**Extrait fourni:**
____

Des échanges dans une atmosphère électrique. Les députés de la commission des affaires sociales ont commencé ce mercredi matin à débattre de la proposition de loi Liot pour abroger la réforme des retraites. Avec deux positionnements politiques opposés dans chaque camp de l'hémicycle.

Après des passes d'armes liées à l'exiguité de la salle - les élus de la Nupes étant venus très nombreux -, les parlementaires sont rentrés dans le vif du sujet, chaque camp opposant sa stratégie.

"Une arnaque" pour la majorité

"Ce texte est une arnaque car il cherche à faire croire aux Français que la loi promulguée, il y a seulement quelques semaines, pourrait être mise en question. Tout le monde sait dans cette salle que cette proposition est inconstitutionnelle", a tancé d'entrée de jeu Sylvain Maillard (Renaissance), l'un des poids lourds de la majorité.

Au lendemain de la décision d'Éric Coquerel (La France insoumise) de juger la proposition de loi recevable, au nom du "droit de l'opposition", la macronie est bien décidée à tout faire pour éviter que le débat sur les retraites ne revienne dans l'hémicycle.

____

**Données fournies:**
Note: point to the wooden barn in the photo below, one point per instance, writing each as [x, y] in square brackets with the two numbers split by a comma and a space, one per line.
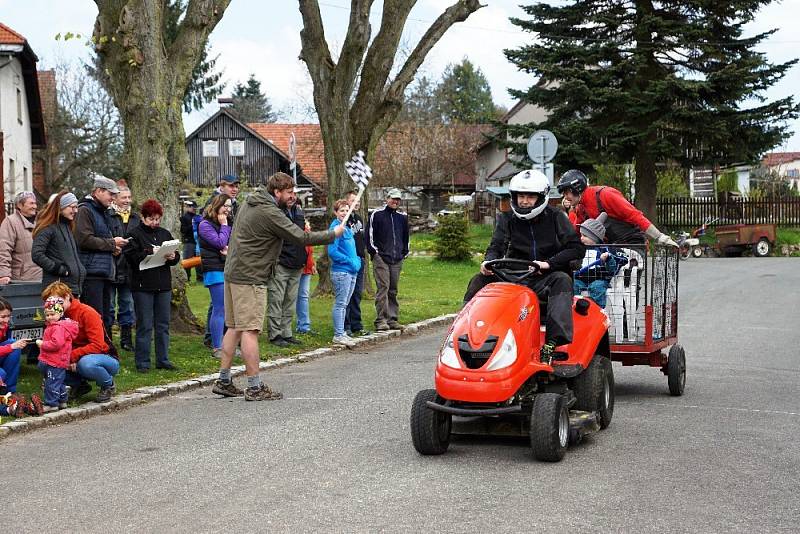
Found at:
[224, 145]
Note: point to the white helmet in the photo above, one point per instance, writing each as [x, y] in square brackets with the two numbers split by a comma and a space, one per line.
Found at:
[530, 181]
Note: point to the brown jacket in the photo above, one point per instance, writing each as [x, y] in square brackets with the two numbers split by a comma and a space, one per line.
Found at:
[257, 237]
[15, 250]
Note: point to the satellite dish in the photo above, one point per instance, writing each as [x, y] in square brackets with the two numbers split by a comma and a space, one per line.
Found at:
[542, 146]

____

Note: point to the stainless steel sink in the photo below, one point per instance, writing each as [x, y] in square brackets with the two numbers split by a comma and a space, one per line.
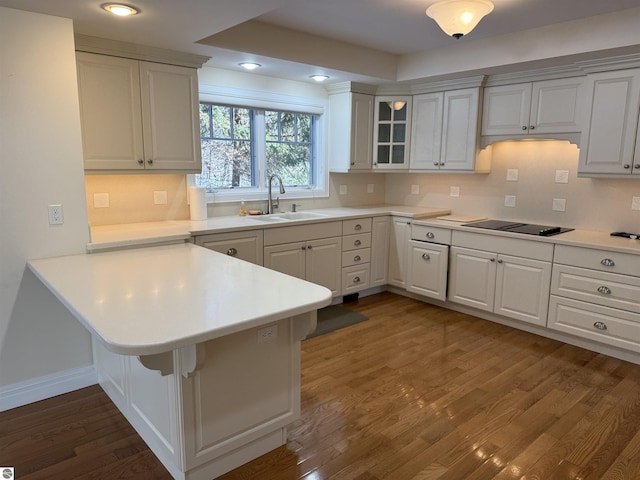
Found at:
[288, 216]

____

**Tâche courte A:**
Quelles lignes des enregistrements contiennent la chaîne "above" ? Renvoyez-les toutes, en tenant compte de la casse.
**Tâche courte B:**
Pouvez-vous poursuivre l'extrait sur la proposition de loi Liot à partir de l'endroit où il s'arrête ?
L'extrait et les enregistrements n'ont aucun lien entre eux.

**Réponse rédigée A:**
Note: point to the white helmet in the photo above, one point per instance, writing each as [x, y] in square brackets with the two numbers split by a comma and a space, one per line.
Note: point to the brown jacket in the photo above, one point per instance, writing each as [x, y] in square brackets with the two numbers split by a comma and a space, one per line.
Note: point to the satellite dish in the photo above, one point per instance, writing each as [x, y] in square brackets with the two numbers split by a comma and a space, one per line.

**Réponse rédigée B:**
Au grand dam de Mathilde Panot, qui a dénoncé une "dérive mafieuse".

"Je pèse mes mots sur la manière dont on essaye de nous empêcher de discuter sur ce texte", a dénoncé la présidente des députés insoumis.

Vers un recours à l'article 40 pour couper les débats en séance

La macronie a remporté la première manche en parvenant à ne pas faire adopter l'article premier de ce texte qui revenait sur la retraite à 64 ans.

Les parlementaires Liot n'auront d'autre choix que de la réintroduire dans l'hémicycle lors des débats le 8 juin prochain. De quoi permettre à l'exécutif de pouvoir reprendre la main.

"Ils voulaient un vote, ils l'ont eu !", s'est d'ailleurs félicité Jean-René Cazeneuve (Renaissance), le rapporteur général du Budget sur son compte Twitter.

La présidente de l'Assemblée nationale Yaël Braun-Pivet pourrait alors déclarer irrecevable cette proposition de loi au titre de l’article 40 de la Constitution. Cette disposition précise que toute proposition de loi qui présente une nouvelle charge financière pour l'État doit être compensée financièrement. Si la numéro 1 de l'Assemblée dégainait cette cartouche, les discussions s'arrêteraient alors.

Ralentir les débats pour les insoumis

Prévue par le règlement intérieur de l'Assemblée nationale, la technique aurait tout d'une déclaration de guerre avec les oppositions, n'ayant encore jamais été utilisée jusqu'ici.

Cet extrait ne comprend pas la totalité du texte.